(Goal 1): Could you render the entries as a Markdown table with the columns "Row" and "Entry line", starting at the line that contains "post with a single point, one per instance." and ending at the line that contains "foliage with a single point, one per instance."? Leave out blank lines.

Reputation: 133
Hi there I am not sure how to explain, I have this problem. Currently I have some text as shown below:
picture gallery
see also
adaptation
ecology
extreme environment clothing
extremophile
lexen life in extreme environments
natural environment
references
"extreme environment" microbial life np nd web 16 may 2013
feminism and gis refers to the use of geographic information system gis for feminist research and also how women influence gis at technological stages feminist gis research is aware of power differences in social and economic realms
history
My question is how do i make it till I get the result like this for example:
picture gallery see also adaptation ecology extreme environment clothing extremophile lexen life in extreme environments natural environment references "extreme environment" microbial life np nd web 16 may 2013 feminism and gis refers to the use of geographic information system gis for feminist research and also how women influence gis at technological stages feminist gis research is aware of power differences in social and economic realms
I am not sure what this is called but so far the solution I have found is removing all blank spaces which is not what I need.
Please help me.
Thank you.
Upvotes: 2
Views: 77
Reputation: 3335
Please note, that the result given in the answer is quite creative at the right margin, it dropped history from input data ;-) Update: Latest comment indicates, data comes from file, thus updated answer.
Taking this as a small unwanted glitch, I suggest to neither use regular expressions nor replace. Simply do the strip-split-join transformation in one go like so (assuming the text is in file in.txt
in folder where you invoe the script):
#! /usr/bin/env python
with open('in.txt', 'rt') as f:
filtered = ' '.join(f.read().strip().split())
Or - if already in variable (and with expectation and comparison as minimal test):
#! /usr/bin/env python
text = '''picture gallery
see also
adaptation
ecology
extreme environment clothing
extremophile
lexen life in extreme environments
natural environment
references
"extreme environment" microbial life np nd web 16 may 2013
feminism and gis refers to the use of geographic information system gis for feminist research and also how women influence gis at technological stages feminist gis research is aware of power differences in social and economic realms
history
'''
expected = (
'picture gallery see also adaptation ecology extreme environment'
' clothing extremophile lexen life in extreme environments'
' natural environment references "extreme environment" microbial'
' life np nd web 16 may 2013 feminism and gis refers to the use'
' of geographic information system gis for feminist research and'
' also how women influence gis at technological stages feminist'
' gis research is aware of power differences in social and'
' economic realms history')
filtered = ' '.join(text.strip().split())

(Data excerpts):

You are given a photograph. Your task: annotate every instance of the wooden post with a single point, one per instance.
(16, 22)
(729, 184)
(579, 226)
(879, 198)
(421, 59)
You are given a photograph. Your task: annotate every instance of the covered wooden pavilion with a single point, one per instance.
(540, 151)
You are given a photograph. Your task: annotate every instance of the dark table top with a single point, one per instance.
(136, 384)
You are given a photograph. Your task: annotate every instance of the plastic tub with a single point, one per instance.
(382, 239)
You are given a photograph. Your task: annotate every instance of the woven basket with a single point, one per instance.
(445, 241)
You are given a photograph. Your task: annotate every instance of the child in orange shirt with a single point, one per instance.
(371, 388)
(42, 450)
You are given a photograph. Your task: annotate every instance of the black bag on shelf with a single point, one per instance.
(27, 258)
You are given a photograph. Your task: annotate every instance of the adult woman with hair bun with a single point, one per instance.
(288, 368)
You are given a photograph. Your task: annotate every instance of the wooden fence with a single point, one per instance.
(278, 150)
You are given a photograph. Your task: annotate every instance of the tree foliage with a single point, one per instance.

---

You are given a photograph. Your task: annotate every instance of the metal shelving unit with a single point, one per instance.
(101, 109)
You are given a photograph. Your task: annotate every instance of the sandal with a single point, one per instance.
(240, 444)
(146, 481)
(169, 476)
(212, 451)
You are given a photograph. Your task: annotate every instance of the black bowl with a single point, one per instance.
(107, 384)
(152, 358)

(Goal 2): Can you write what comes next in the forum thread about joining multi-line text into a single line with Python, picking up right after its final line?

(Right answer 1):
| Row | Entry line |
|---|---|
| 1 | You are given a photograph. Your task: annotate every instance of the wooden post with a single point, one per instance. |
| 2 | (16, 22) |
| 3 | (729, 184) |
| 4 | (579, 226) |
| 5 | (879, 198) |
| 6 | (421, 59) |
| 7 | You are given a photograph. Your task: annotate every instance of the covered wooden pavilion with a single point, one per instance. |
| 8 | (540, 151) |
| 9 | You are given a photograph. Your task: annotate every instance of the dark table top with a single point, one per instance. |
| 10 | (136, 384) |
| 11 | You are given a photograph. Your task: annotate every instance of the plastic tub with a single point, one per instance. |
| 12 | (382, 239) |
| 13 | You are given a photograph. Your task: annotate every instance of the woven basket with a single point, one per instance. |
| 14 | (445, 241) |
| 15 | You are given a photograph. Your task: annotate every instance of the child in orange shirt with a single point, one per instance. |
| 16 | (371, 388) |
| 17 | (42, 450) |
| 18 | You are given a photograph. Your task: annotate every instance of the black bag on shelf with a single point, one per instance. |
| 19 | (27, 258) |
| 20 | You are given a photograph. Your task: annotate every instance of the adult woman with hair bun with a single point, one per instance. |
| 21 | (288, 368) |
| 22 | You are given a photograph. Your task: annotate every instance of the wooden fence with a single point, one per instance. |
| 23 | (278, 150) |
| 24 | You are given a photograph. Your task: annotate every instance of the tree foliage with a single point, one per instance. |

(Right answer 2):
assert filtered == expected
And in case you need a newline at the end of that "one line" result, you could write instead:
filtered = '%s\n' % (' '.join(text.strip().split()),)
or
filtered = ' '.join(text.strip().split()) + '\n'
In that case of course the assert or expected variable should be changed in sync ;-)
This should be also a logically clear solution. Regular expressions are often tempting, but if the result is feasible with simple split-join pipelines like this one, they induce some runtime complexity (and another language embedded).
Just measure with above setup and an adapted one for the regex:
print 'strip-split-join: ', ['%0.4f' % round(z, 4) for z in timeit.Timer("filtered = ' '.join(text.strip().split())", setup=setup).repeat(7, 1000)]
print 're.sub("\s+", " "):', ['%0.4f' % round(z, 4) for z in timeit.Timer("filtered = replaced = re.sub('\s+', ' ', text)", setup=setup_re).repeat(7, 1000)]
this gives (on my machine):
strip-split-join: ['0.0043', '0.0045', '0.0047', '0.0046', '0.0043', '0.0040', '0.0045']
re.sub("\s+", " "): ['0.0265', '0.0254', '0.0246', '0.0248', '0.0238', '0.0255', '0.0266']
so the regex solution is slower by approx. a factor of 5.
Upvotes: 2
Reputation: 5115
If it's a file:
text = file('path/to/your/file.txt').read()
new_text = text.replace('\n', ' ')
print(new_text) # this will have no new lines
with open('output.txt', 'wr') as out:
out.write(new_text) #this will write it to a file
You could also use regex, like PJSCopeland said:
import re
s = "Example String \n more example string"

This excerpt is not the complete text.